What you will do:
a - In the Rakis excerpt, what determines the priority order of the Inference Request Queue?
b - Reproduce from the Rakis excerpt, word for word, the part that opens with the words containing "The Embedding Engine, similar" and closes with "efficient resource utilization.".
##### Excerpted text
The key components of the embedding worker system are:

  • Embedding Engine: This component manages the lifecycle of the embedding models used to compute embeddings. It handles the loading and unloading of models, as well as the scheduling and execution of embedding requests on available workers.
  • Embedding Workers: These are individual workers that load and run specific embedding models. Each worker is responsible for a single model and can handle multiple embedding requests concurrently, subject to the available computational resources.

The Embedding Engine, similar to the LLM Engine, dynamically scales the number of embedding workers based on the demand for different embedding models, ensuring efficient resource utilization.

Queue Management

Due to the computationally intensive nature of AI models and the distributed nature of the Rakis network, efficient queue management is crucial for handling inference requests and embedding computations. Rakis employs several queuing mechanisms to ensure smooth operation and optimal resource utilization:

  1. Inference Request Queue: This queue holds incoming inference requests that are waiting to be executed by available LLM workers. The queue is prioritized based on the expiration time of the requests, ensuring that time-sensitive requests are processed first.
##########
##### Material supplied
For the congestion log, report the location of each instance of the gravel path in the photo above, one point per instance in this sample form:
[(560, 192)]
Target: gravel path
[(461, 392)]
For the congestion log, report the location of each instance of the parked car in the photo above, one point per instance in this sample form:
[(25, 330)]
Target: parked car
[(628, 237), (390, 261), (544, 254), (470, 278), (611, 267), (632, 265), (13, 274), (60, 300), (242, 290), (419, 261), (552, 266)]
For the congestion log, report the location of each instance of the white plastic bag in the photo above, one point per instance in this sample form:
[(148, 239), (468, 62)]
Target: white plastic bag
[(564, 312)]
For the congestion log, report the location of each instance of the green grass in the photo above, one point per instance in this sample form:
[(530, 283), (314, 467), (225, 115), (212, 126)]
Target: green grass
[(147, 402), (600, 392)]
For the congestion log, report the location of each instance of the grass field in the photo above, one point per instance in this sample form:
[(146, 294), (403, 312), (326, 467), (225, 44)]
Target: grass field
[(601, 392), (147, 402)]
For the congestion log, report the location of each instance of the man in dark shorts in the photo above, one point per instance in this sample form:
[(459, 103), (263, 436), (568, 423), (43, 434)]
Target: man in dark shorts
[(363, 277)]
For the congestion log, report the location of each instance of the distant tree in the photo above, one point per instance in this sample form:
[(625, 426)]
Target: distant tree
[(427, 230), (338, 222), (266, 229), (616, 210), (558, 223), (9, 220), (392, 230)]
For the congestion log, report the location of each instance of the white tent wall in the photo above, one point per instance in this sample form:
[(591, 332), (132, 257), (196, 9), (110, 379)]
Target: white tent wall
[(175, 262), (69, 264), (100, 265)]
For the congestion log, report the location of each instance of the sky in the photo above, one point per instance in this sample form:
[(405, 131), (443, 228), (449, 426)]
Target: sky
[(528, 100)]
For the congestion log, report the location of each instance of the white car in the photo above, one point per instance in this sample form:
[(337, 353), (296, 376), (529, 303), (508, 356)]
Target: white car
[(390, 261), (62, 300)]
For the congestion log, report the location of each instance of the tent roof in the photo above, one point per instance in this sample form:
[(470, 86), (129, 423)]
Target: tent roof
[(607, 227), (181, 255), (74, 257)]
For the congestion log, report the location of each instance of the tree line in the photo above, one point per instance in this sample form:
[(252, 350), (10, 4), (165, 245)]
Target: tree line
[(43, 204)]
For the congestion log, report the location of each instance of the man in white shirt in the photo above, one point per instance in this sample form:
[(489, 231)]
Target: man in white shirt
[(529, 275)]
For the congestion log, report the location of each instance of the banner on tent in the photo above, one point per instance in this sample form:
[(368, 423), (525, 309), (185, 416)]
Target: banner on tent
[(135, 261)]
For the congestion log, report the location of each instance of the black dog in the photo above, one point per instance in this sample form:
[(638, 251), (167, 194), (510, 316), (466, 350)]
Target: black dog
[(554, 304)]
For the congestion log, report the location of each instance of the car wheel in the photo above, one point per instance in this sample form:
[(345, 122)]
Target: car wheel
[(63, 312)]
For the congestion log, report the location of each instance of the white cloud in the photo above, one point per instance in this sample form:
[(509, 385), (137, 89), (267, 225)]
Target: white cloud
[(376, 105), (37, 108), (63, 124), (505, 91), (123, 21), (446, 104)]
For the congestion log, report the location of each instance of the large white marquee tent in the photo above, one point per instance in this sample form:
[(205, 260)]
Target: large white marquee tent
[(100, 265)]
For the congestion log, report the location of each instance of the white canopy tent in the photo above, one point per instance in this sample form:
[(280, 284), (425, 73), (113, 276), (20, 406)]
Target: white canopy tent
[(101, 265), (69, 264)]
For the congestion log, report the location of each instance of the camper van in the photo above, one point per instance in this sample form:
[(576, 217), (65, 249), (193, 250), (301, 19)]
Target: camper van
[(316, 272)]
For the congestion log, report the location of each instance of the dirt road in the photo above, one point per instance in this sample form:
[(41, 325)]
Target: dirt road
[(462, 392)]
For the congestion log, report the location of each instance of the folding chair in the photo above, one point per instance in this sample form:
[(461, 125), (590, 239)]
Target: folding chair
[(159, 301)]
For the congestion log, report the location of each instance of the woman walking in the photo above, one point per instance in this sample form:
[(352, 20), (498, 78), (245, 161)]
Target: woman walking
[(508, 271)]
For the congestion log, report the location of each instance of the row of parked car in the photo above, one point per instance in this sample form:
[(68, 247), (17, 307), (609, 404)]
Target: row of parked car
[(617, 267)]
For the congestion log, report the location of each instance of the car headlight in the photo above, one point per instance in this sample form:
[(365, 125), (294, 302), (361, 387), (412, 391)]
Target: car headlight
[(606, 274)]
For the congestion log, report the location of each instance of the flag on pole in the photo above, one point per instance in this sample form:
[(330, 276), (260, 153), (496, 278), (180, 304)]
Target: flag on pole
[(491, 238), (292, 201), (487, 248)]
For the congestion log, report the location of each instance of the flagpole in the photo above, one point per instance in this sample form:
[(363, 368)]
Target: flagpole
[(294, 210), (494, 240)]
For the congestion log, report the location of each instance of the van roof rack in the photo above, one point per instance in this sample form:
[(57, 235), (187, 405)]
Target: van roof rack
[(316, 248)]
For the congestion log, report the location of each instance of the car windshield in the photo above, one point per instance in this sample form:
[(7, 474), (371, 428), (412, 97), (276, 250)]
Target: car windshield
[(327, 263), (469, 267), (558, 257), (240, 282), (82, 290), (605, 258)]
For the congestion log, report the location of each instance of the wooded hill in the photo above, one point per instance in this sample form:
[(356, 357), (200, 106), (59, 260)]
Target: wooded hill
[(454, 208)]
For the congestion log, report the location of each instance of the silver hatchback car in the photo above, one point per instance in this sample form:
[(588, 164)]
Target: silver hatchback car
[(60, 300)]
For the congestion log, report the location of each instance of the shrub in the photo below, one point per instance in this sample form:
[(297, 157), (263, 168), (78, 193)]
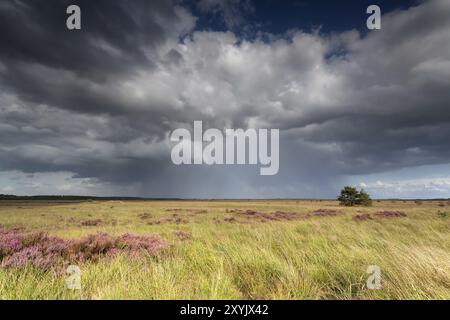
##########
Written responses:
a - The expiration time of the requests.

b -
The Embedding Engine, similar to the LLM Engine, dynamically scales the number of embedding workers based on the demand for different embedding models, ensuring efficient resource utilization.